Setzen Sie den unten stehenden Text über den Beschuss eines Busses bei Kandahar im Anschluss an seinen letzten Satz fort.

**Seitenauszug**.
----------------------------------------

Daß Begegnungen zwischen Soldaten eines Okkupationsregimes und Bewohnern des besetzten Landes stets Gefahr laufen, einen mörderischen Verlauf zu nehmen, folgt aus dem grundsätzlich feindlichen Verhältnis zwischen ausländischen Besatzungstruppen und der einheimischen Bevölkerung in einem Guerillakrieg. Die USA und ihre Verbündeten führen Krieg gegen die Afghanen, die diese seit mehr als acht Jahren währende Drangsalierung mit Armut, Erniedrigung und Lebensgefahr bezahlen, wogegen sich eine erstarkende Widerstandsbewegung formiert. Da der Widerstand aus der Bevölkerung hervorgeht, fürchten die schwerbewaffneten Streitkräfte in ihren gepanzerten Fahrzeugen im Grunde jeden Afghanen, der sich ihnen nähert, woraus immer wieder Zwischenfälle resultieren, bei denen Soldaten das Feuer auf Zivilpersonen und insbesondere Fahrzeuge eröffnen, die sie als Bedrohung einstufen.

Der jüngste Zwischenfall mit fünf toten und achtzehn verletzten Zivilisten in der Nähe der südafghanischen Stadt Kandahar, bei dem es sich laut Mitteilung der sinnwidrig noch immer als Schutztruppe bezeichneten ISAF um einen "tragischen Vorfall" handelt, weil man die Opfer angesichts zahlreicher Zeugen schlechterdings nicht zu "Taliban" umdeklarieren kann, hat eine offizielle Version. Diese stimmt wie immer in solchen Fällen zunächst weitgehend mit dem Standardprotokoll für derartige Vorkommnisse überein und wird erst dann modifiziert, wenn sich ausnahmsweise die Afghanen Gehör verschaffen, die unmittelbar betroffen waren und überlebt haben.

Die ISAF-Patrouille will das unbekannte große Fahrzeug, das sich von hinten vor Tagesanbruch mit großer Geschwindigkeit genähert habe, zunächst mit Blitzlicht und dann mit drei ungerichteten Leuchtgeschossen gewarnt haben. Nachdem man das weiter beschleunigende Fahrzeug mit Handzeichen gewarnt und zuletzt als Gefahr eingestuft habe, sei das Feuer eröffnet worden. Die Soldaten hätten erst bei der anschließenden Untersuchung entdeckt, daß es sich um einen Passagierbus handelte.

----------------------------------------

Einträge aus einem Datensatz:

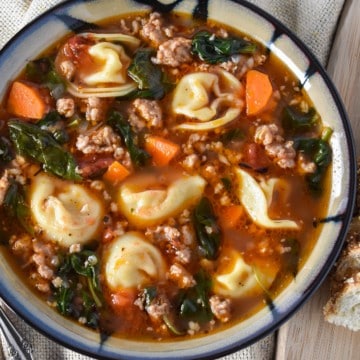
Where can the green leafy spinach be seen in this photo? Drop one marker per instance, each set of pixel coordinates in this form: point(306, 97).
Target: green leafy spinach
point(53, 123)
point(214, 50)
point(149, 77)
point(38, 144)
point(16, 206)
point(79, 294)
point(139, 156)
point(5, 150)
point(207, 229)
point(319, 151)
point(194, 302)
point(43, 71)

----------------------------------------

**Antwort**.
Nach Angaben des mutmaßlichen Fahrers und eines weiteren Passagiers war man hingegen noch 70 bis 80 Meter vom Ende des Konvois entfernt und wollte gerade einem weiteren, von hinten kommenden NATO-Konvoi zur Seite ausweichen, als man ohne Vorwarnung scharf beschossen worden sei. Der Passagier meinte, daß ihr Fahrzeug eindeutig als Bus zu erkennen gewesen sei und er den Eindruck habe, es würde absichtlich auf Zivilisten geschossen. Die eine Seite des Fahrzeugs war regelrecht von Schüssen durchsiebt, unter den Opfern befanden sich laut dem Sprecher des örtlichen Gouverneurs Frauen, Kinder und Männer.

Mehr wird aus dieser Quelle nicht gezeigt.